EXERCISE BRIEF — The whole of the data is to be returned without a single change.

Point localization data
┌──

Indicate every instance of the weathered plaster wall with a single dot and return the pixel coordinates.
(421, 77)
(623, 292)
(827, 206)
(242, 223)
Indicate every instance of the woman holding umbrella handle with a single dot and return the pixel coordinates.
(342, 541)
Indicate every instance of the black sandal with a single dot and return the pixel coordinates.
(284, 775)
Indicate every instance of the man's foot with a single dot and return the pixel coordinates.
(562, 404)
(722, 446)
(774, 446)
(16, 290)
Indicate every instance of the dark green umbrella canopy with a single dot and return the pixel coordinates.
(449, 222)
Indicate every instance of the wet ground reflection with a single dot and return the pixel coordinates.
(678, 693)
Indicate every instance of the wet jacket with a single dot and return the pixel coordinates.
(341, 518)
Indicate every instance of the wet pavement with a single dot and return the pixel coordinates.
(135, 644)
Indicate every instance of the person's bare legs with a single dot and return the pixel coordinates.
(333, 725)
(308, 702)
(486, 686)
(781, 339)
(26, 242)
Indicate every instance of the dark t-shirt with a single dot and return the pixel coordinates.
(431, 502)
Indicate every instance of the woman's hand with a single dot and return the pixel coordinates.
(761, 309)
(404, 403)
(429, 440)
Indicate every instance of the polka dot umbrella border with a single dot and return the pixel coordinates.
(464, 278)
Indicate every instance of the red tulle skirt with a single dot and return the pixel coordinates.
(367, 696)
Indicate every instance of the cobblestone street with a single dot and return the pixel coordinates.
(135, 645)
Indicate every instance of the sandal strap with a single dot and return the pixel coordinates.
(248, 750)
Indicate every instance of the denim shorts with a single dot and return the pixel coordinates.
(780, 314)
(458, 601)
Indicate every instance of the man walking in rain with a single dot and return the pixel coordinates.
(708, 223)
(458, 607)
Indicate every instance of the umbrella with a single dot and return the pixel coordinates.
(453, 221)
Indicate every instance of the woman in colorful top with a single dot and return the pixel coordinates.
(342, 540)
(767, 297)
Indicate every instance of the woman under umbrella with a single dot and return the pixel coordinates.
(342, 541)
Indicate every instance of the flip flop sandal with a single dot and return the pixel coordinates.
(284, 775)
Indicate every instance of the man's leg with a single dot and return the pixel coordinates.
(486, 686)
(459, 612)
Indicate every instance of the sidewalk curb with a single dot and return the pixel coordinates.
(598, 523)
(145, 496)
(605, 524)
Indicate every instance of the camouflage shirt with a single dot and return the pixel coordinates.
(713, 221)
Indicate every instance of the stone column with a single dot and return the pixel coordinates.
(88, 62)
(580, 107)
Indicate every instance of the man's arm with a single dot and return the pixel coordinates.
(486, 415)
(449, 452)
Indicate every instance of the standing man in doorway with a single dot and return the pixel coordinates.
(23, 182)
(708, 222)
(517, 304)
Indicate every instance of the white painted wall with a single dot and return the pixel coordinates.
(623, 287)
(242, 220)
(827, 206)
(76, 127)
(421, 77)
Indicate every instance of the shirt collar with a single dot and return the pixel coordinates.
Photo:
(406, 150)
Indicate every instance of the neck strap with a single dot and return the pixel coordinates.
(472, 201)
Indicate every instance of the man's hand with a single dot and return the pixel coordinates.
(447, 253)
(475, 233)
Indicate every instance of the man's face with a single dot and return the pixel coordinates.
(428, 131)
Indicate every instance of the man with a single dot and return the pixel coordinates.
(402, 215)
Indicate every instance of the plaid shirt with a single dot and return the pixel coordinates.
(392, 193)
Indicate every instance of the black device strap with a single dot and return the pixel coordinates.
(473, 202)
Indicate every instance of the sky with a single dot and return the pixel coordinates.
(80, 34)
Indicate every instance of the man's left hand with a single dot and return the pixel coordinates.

└──

OUTPUT FOR THIS EXERCISE —
Indicate every instance of the weathered plaster wall with a single dot and return the pixel coordinates.
(421, 77)
(623, 292)
(827, 206)
(242, 223)
Indicate every instance of the woman holding umbrella handle with a single dot and return the pixel coordinates.
(342, 541)
Indicate every instance of the black sandal with a single dot and return the pixel coordinates.
(284, 775)
Indicate every instance of the man's foot with a single dot and return the pixel coordinates.
(562, 404)
(722, 446)
(774, 446)
(16, 290)
Indicate every instance of the dark green umbrella canopy with a single dot and return the pixel coordinates.
(449, 222)
Indicate every instance of the wet ground reflection with a single dot and return the pixel coordinates.
(678, 693)
Indicate every instance of the wet jacket with a single dot and return the pixel coordinates.
(341, 518)
Indicate every instance of the wet pavement with a single dot and return the pixel coordinates.
(135, 644)
Indicate every instance of the person's bare legs with a single dot and return the pixel coordinates.
(333, 725)
(308, 702)
(486, 686)
(781, 339)
(26, 242)
Indicate every instance of the dark t-shirt with a single dot and return the pixel coordinates.
(431, 502)
Indicate every instance of the woman's hand with a single dot and return the pixel coordinates.
(761, 309)
(404, 403)
(429, 440)
Indicate every instance of the polka dot umbrella border with a single dot and return the pixel coordinates.
(464, 278)
Indicate every instance of the red tulle skirt with a single dot and return the pixel coordinates.
(367, 696)
Indicate every instance of the cobblestone street with a single dot and return the pixel coordinates.
(135, 645)
Indicate every instance of the sandal strap with a single dot and return the pixel coordinates.
(248, 750)
Indicate every instance of the denim shorts with a single dot and return the pixel coordinates.
(780, 314)
(458, 601)
Indicate every instance of the man walking in rain with a single dot and return the pixel coordinates.
(708, 223)
(458, 607)
Indicate every instance of the umbrella with a single dot and return the pixel coordinates.
(453, 221)
Indicate every instance of the woman in colorful top with a single dot and return the pixel coordinates.
(342, 540)
(767, 297)
Indicate every instance of the woman under umbrella with a single dot and return the pixel coordinates.
(342, 541)
Indicate every instance of the flip flop sandal with a single dot and return the pixel coordinates.
(284, 775)
Indicate every instance of the man's leg with a single dot and return the pixel coordinates.
(486, 686)
(459, 612)
Indicate every instance of the sidewalk curb with a single dot and return the pixel coordinates.
(598, 523)
(145, 496)
(605, 524)
Indicate every instance of the camouflage shirt with a single dot and return the pixel coordinates.
(713, 221)
Indicate every instance of the stone column with a single dot and return the pixel coordinates.
(88, 62)
(580, 107)
Indicate every instance of the man's arm with a single dot and return the pixel coordinates.
(486, 415)
(449, 452)
Indicate every instance of the standing man in doorway with a single dot and return the pixel coordinates.
(23, 182)
(708, 222)
(517, 304)
Indicate every instance of the white painted wall with a single dot and return the pixel coordinates.
(623, 287)
(242, 220)
(827, 206)
(76, 127)
(421, 77)
Indicate every instance of the shirt collar with a single dot and return the pixel coordinates.
Photo:
(406, 150)
Indicate every instance of the neck strap with a single dot and return the pixel coordinates.
(472, 201)
Indicate every instance of the man's hand with a single dot and return the pixel coordinates.
(447, 253)
(475, 233)
Indicate every instance of the man's face with a single dot and return the pixel coordinates.
(428, 131)
Indicate every instance of the man with a single dot and return the pixel coordinates.
(402, 215)
Indicate every instance of the plaid shirt with a single dot and return the pixel coordinates.
(392, 193)
Indicate every instance of the black device strap with a single dot and return the pixel coordinates.
(473, 202)
Indicate every instance of the sky with a single dot and return the pixel coordinates.
(80, 34)
Indicate every instance of the man's left hand with a single dot and return the pixel coordinates.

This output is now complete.